+++ INFORMATION SHOWN +++

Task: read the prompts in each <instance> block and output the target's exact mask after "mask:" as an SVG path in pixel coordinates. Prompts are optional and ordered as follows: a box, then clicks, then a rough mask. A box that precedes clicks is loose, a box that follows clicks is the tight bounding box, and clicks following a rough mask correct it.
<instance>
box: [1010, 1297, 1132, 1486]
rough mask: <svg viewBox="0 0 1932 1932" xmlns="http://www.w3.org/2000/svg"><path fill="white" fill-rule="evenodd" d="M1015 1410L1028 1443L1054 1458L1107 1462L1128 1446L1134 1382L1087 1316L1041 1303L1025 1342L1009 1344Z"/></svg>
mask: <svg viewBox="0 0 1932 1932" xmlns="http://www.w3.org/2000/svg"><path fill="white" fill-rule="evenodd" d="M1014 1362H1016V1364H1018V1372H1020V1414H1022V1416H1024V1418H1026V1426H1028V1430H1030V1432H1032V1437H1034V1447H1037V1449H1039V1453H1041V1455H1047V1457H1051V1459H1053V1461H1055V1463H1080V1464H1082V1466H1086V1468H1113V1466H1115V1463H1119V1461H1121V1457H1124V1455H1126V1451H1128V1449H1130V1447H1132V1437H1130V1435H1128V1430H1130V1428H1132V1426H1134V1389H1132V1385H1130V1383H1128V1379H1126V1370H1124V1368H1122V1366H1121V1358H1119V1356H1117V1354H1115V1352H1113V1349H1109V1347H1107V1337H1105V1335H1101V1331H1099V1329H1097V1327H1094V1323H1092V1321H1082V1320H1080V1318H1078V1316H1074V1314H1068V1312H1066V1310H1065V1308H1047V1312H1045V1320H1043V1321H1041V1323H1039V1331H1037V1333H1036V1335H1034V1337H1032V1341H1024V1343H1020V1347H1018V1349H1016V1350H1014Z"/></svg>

+++

Please show every line of the records that contains the string "rule", matching case exactly.

rough mask: <svg viewBox="0 0 1932 1932" xmlns="http://www.w3.org/2000/svg"><path fill="white" fill-rule="evenodd" d="M1015 1410L1028 1443L1054 1458L1107 1462L1128 1446L1134 1382L1087 1316L1041 1303L1025 1342L1009 1344Z"/></svg>
mask: <svg viewBox="0 0 1932 1932" xmlns="http://www.w3.org/2000/svg"><path fill="white" fill-rule="evenodd" d="M1014 1362H1016V1364H1018V1372H1020V1414H1022V1416H1024V1418H1026V1426H1028V1430H1030V1432H1032V1437H1034V1447H1037V1449H1039V1453H1041V1455H1047V1457H1051V1459H1053V1461H1055V1463H1080V1464H1082V1466H1086V1468H1113V1466H1115V1463H1119V1461H1121V1457H1124V1455H1126V1451H1128V1449H1130V1447H1132V1437H1130V1435H1128V1430H1130V1428H1132V1426H1134V1389H1132V1385H1130V1383H1128V1379H1126V1370H1124V1368H1122V1366H1121V1358H1119V1356H1117V1354H1115V1352H1113V1349H1109V1347H1107V1337H1105V1335H1101V1331H1099V1329H1097V1327H1094V1323H1092V1321H1082V1320H1080V1318H1078V1316H1074V1314H1068V1312H1066V1310H1065V1308H1047V1312H1045V1320H1043V1321H1041V1323H1039V1331H1037V1333H1036V1335H1034V1337H1032V1341H1024V1343H1020V1347H1018V1349H1016V1350H1014Z"/></svg>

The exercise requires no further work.